DIRECTIVE ::
Copy out the material below verbatim, everything from the line containing "Pick-planner input: for every instance of the helicopter side" down to the line containing "point(482, 338)", both included, and nothing else.
-- -- --
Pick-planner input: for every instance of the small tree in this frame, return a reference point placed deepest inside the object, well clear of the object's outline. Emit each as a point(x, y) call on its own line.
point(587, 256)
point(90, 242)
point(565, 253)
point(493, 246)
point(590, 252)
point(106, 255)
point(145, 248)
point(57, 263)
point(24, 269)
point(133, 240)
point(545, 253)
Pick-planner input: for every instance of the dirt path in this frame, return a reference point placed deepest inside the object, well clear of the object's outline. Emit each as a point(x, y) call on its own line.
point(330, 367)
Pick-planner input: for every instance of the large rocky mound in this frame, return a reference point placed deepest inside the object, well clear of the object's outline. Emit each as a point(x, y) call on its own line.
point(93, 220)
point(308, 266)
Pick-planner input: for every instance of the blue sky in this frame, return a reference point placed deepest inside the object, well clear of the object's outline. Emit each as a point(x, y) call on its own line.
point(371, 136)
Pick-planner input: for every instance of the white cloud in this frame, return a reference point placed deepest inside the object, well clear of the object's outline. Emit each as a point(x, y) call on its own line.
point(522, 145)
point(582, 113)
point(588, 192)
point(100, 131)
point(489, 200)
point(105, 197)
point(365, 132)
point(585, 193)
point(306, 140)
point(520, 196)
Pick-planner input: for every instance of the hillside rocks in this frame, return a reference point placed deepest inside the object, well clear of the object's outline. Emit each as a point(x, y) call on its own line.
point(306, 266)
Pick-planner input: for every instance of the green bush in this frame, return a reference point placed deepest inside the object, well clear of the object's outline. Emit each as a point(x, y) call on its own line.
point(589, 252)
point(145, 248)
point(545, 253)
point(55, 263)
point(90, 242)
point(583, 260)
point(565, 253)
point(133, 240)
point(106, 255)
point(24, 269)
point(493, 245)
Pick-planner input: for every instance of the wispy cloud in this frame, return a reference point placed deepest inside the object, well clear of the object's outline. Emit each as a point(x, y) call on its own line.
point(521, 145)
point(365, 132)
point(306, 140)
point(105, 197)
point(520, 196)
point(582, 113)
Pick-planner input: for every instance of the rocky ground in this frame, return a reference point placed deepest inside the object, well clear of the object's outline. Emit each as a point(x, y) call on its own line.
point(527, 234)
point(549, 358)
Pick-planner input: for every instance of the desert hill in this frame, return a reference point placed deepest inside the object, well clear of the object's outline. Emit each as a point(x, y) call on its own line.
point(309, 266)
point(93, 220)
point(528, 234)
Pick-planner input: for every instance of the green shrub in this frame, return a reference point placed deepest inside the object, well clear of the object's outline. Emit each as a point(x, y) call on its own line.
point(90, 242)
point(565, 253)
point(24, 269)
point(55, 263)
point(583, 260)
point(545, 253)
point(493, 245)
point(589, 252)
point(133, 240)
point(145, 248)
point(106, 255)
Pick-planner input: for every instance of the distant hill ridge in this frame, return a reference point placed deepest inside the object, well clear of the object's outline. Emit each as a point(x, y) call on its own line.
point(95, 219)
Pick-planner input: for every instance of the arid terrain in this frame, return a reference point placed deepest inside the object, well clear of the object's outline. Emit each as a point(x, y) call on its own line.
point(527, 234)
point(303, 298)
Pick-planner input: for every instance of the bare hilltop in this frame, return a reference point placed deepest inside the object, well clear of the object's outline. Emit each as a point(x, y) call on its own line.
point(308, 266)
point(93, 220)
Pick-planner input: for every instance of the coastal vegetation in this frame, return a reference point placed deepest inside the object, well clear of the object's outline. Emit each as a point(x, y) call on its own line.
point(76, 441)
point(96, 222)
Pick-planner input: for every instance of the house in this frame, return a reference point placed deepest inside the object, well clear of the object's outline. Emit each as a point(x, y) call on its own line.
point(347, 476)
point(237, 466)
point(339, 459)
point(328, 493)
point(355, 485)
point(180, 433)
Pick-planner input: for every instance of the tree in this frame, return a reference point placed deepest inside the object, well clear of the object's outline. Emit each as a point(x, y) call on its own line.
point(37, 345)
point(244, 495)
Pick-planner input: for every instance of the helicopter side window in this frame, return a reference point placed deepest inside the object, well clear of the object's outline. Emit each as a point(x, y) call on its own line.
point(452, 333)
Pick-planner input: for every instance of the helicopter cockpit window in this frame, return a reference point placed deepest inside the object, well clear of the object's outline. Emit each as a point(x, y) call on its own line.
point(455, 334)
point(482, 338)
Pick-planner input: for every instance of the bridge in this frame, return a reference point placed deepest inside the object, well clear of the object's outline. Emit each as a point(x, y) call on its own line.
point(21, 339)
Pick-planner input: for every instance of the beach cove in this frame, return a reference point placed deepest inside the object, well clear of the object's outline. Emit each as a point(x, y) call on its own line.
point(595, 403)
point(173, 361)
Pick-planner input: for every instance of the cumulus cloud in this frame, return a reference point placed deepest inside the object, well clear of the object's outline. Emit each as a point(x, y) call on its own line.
-- -- --
CORRECT ANSWER ::
Pick-planner input: for every instance of the helicopter side window in this frame, return a reference point placed deepest inside the object, well clear of the object's outline. Emit each as a point(x, y) call on its own line.
point(452, 333)
Pick-planner input: for every instance of the helicopter cockpit window in this frame, return a reference point placed deepest inside the object, well clear of the object's outline. Emit each as a point(x, y) call on its own line.
point(455, 334)
point(482, 338)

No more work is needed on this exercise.